En el libro Mobile Lives Anthony Elliott y John Urry (2010) buscaron comprender como el rápido crecimiento de los medios de movilidad hicieron que un grupo de personas se desplazaran en grandes distancias en menor tiempo. Esta forma de movilidad se volvió necesaria ante un capitalismo globalizado, que apostó a los distintos medios tecnológicos para su operación y expansión. El cambio en la relación espacio-tiempo de bienes y personas ha generado importantes implicaciones sobre las formas en que se constituye la construcción de la individualidad y colectividad de quienes son los ganadores de estas formas de desplazamiento -a quienes los autores denominan “globales”-, pero también sobre aquellas personas que hacen posible estas movilidades en una relación de desigualdad social, económica y cultural: los inmovilizados. 

El control sobre la decisión de quién se mueve, cómo se mueve y por qué se mueve no es un tema de azar, sino que responde a las lógicas en que se ha construido una desigualdad geográfica y social potenciadas en nuestras sociedades por las lógicas económicas neoliberales de las últimas cuatro décadas. No es casualidad que, en los últimos años ante el aumento en los tiempos de traslado provocados por lógicas de movilidad automovilística y ciudades expandidas al límite, existan ciertos sectores privilegiados que puedan mejorar su calidad de vida pagando altos costos por vivir en lugares mejor ubicados dentro de las grandes urbes y pagando por el tiempo de otras personas para que se muevan por ellos y ellas.

Entradas de datos guardadas:
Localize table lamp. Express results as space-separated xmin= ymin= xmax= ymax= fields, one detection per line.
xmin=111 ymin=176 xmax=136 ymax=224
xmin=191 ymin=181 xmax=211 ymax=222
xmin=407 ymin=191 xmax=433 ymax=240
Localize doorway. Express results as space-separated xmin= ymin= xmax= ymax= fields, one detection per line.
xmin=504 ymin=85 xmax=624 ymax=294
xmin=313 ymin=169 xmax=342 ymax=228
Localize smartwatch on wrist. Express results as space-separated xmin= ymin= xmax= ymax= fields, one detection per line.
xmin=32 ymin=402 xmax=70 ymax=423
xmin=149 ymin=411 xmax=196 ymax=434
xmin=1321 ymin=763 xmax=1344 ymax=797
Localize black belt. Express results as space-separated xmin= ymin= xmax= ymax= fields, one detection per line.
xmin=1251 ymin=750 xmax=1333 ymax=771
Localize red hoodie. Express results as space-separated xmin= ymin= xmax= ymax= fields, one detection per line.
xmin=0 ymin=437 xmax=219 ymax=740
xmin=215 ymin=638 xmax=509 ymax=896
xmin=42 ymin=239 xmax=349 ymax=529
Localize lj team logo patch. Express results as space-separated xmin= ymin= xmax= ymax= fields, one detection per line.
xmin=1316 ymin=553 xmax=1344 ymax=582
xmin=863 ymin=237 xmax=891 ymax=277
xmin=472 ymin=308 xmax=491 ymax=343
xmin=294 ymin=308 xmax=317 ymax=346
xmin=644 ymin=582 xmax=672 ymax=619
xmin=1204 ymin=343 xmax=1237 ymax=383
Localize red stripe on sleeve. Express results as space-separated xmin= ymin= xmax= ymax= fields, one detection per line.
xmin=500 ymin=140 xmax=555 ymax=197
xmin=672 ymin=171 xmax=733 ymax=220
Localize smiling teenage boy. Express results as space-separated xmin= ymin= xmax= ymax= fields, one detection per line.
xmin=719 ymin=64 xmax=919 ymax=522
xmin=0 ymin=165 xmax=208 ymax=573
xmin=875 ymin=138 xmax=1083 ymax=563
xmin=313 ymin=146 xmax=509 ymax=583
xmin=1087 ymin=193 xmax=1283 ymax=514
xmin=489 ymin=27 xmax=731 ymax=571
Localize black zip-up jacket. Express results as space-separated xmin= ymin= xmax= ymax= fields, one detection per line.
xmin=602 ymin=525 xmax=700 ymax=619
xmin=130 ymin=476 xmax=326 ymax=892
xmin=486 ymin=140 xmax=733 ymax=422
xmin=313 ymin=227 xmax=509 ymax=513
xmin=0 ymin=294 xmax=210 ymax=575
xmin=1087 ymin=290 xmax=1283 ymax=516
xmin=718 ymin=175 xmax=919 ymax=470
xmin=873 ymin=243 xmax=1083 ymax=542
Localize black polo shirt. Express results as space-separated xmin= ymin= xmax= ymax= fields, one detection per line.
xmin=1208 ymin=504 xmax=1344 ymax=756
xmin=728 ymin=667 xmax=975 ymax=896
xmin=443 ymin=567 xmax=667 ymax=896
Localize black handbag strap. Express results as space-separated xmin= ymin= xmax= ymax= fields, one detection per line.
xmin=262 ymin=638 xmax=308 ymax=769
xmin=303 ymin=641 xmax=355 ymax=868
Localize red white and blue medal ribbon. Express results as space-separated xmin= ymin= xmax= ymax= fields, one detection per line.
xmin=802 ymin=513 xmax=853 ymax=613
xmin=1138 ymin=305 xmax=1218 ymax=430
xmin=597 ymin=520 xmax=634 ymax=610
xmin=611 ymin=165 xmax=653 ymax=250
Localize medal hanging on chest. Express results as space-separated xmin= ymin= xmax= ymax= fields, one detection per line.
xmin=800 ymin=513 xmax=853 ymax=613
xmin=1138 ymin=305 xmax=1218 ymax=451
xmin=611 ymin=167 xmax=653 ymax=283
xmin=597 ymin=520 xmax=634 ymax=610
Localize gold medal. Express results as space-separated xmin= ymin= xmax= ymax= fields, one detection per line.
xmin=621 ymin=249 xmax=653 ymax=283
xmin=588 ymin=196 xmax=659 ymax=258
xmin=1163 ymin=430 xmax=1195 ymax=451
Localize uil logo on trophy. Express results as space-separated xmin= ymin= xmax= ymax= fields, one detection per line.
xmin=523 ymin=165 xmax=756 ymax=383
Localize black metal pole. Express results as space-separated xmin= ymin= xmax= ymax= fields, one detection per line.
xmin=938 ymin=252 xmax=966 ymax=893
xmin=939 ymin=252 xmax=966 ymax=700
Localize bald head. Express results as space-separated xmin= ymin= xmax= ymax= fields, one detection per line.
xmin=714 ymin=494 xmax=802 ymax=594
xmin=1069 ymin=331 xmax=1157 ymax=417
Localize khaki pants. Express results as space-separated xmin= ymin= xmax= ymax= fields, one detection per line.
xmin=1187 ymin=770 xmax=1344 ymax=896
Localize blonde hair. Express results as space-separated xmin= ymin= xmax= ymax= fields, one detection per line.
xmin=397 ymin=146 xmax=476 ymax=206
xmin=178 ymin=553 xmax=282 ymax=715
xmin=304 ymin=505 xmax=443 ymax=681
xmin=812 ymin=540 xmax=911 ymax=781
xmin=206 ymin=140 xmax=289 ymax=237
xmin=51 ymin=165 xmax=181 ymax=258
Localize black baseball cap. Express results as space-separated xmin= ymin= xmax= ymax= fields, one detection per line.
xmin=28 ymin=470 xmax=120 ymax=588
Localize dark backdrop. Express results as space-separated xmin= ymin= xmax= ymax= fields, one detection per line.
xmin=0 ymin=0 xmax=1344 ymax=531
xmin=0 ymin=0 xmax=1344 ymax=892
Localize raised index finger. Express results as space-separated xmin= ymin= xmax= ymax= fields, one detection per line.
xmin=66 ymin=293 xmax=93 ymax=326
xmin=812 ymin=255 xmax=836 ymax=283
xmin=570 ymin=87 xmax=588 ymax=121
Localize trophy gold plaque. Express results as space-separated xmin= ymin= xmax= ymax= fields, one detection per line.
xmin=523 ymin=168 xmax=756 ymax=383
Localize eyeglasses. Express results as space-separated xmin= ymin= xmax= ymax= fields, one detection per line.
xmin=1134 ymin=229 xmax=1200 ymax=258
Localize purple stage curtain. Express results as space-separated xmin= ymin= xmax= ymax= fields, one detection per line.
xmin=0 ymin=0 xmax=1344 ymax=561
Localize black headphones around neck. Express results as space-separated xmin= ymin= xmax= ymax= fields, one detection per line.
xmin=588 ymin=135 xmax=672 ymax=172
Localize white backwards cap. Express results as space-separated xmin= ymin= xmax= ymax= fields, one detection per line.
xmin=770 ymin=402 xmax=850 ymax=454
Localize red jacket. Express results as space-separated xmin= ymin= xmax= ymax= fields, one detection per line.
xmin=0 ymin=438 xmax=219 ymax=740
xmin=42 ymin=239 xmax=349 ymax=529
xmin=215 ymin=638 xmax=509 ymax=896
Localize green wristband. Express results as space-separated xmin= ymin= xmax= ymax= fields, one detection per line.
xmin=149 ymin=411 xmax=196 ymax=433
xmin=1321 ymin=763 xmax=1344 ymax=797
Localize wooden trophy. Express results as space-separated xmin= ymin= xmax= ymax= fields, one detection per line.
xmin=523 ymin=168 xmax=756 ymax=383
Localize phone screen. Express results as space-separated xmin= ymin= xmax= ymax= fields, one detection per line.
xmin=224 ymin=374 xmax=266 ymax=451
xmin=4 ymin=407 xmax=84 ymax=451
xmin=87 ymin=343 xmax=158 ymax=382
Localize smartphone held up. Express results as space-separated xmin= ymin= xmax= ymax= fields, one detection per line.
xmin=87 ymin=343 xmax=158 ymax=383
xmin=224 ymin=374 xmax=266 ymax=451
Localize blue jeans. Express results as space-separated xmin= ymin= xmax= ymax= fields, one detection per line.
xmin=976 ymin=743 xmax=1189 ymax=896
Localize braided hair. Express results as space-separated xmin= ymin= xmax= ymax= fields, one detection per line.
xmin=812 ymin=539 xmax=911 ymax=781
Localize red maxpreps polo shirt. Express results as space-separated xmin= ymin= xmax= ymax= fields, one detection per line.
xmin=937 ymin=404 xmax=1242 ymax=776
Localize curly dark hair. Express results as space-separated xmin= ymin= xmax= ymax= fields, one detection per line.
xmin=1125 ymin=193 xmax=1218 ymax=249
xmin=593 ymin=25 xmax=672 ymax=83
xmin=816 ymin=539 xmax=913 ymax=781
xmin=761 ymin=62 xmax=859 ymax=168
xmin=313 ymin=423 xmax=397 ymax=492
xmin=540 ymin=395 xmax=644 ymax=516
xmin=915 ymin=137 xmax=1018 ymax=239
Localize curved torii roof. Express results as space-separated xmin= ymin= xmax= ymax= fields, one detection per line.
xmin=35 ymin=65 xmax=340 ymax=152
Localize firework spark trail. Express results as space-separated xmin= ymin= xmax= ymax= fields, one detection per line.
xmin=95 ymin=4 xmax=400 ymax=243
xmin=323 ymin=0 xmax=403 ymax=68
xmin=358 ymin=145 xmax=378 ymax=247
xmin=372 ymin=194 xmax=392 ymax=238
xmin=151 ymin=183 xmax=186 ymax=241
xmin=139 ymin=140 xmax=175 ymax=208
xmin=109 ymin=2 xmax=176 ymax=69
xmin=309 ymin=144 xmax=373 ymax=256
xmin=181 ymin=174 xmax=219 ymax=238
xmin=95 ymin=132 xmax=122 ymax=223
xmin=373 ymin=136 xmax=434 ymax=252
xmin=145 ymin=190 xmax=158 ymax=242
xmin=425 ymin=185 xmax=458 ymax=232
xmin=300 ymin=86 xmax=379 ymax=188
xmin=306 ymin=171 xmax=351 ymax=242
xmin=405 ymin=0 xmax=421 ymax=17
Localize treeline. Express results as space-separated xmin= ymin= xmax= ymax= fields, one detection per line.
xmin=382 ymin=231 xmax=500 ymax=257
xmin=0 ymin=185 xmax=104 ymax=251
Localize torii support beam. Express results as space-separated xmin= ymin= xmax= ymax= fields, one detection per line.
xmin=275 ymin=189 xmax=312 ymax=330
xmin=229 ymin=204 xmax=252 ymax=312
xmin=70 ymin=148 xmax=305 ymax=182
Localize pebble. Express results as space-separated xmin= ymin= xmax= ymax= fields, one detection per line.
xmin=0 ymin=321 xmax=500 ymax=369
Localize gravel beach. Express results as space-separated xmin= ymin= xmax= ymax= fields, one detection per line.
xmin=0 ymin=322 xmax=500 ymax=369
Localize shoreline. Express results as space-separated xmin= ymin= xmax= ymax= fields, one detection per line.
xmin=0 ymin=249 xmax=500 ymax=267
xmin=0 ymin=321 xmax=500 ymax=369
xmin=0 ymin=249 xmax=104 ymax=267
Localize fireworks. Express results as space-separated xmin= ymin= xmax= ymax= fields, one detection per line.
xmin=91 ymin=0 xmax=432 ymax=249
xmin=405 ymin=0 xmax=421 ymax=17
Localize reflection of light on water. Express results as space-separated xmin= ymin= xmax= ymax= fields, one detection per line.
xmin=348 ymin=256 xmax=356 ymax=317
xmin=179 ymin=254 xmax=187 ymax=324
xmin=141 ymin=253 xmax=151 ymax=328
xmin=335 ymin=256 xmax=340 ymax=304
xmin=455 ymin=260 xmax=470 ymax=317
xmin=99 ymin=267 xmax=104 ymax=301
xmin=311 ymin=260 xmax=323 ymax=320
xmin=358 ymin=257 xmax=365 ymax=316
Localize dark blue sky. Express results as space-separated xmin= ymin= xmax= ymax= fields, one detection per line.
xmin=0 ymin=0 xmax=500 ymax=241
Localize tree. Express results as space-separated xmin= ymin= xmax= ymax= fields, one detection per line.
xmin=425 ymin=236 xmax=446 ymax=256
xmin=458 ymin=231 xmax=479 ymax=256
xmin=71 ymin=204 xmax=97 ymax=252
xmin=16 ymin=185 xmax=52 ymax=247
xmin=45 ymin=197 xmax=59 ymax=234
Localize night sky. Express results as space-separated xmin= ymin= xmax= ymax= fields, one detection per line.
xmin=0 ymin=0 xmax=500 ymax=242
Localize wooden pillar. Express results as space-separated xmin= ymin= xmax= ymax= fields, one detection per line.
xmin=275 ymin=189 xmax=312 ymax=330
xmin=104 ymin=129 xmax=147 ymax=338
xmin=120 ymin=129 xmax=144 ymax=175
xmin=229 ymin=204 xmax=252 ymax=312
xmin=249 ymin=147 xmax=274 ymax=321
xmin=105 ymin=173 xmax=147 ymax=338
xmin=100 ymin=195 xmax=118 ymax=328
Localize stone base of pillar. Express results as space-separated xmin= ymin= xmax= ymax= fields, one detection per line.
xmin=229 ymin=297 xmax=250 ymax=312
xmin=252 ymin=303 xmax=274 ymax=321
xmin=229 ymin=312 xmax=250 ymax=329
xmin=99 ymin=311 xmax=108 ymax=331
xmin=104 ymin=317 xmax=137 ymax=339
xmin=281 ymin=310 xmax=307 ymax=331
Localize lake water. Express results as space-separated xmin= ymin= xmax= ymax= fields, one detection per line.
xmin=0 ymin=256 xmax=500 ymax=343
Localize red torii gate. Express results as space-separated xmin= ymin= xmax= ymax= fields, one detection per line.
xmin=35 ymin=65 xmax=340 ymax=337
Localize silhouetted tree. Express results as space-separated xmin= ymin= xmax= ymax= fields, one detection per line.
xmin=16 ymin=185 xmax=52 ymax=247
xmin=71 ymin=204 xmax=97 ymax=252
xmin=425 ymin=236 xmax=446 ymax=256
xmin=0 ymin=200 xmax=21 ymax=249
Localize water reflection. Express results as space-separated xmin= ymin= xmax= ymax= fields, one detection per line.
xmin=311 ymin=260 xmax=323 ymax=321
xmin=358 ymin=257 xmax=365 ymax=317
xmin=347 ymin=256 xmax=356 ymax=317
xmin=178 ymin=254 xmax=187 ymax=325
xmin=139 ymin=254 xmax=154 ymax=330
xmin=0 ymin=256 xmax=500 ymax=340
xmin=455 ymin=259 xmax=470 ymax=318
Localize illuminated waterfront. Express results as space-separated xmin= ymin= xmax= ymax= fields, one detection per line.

#### Descripción de la tarea
Transcribe del texto sobre la movilidad el fragmento que va desde "En el libro" hasta "cultural: los inmovilizados.".

#### Resultado del ejercicio
En el libro Mobile Lives Anthony Elliott y John Urry (2010) buscaron comprender como el rápido crecimiento de los medios de movilidad hicieron que un grupo de personas se desplazaran en grandes distancias en menor tiempo. Esta forma de movilidad se volvió necesaria ante un capitalismo globalizado, que apostó a los distintos medios tecnológicos para su operación y expansión. El cambio en la relación espacio-tiempo de bienes y personas ha generado importantes implicaciones sobre las formas en que se constituye la construcción de la individualidad y colectividad de quienes son los ganadores de estas formas de desplazamiento -a quienes los autores denominan “globales”-, pero también sobre aquellas personas que hacen posible estas movilidades en una relación de desigualdad social, económica y cultural: los inmovilizados.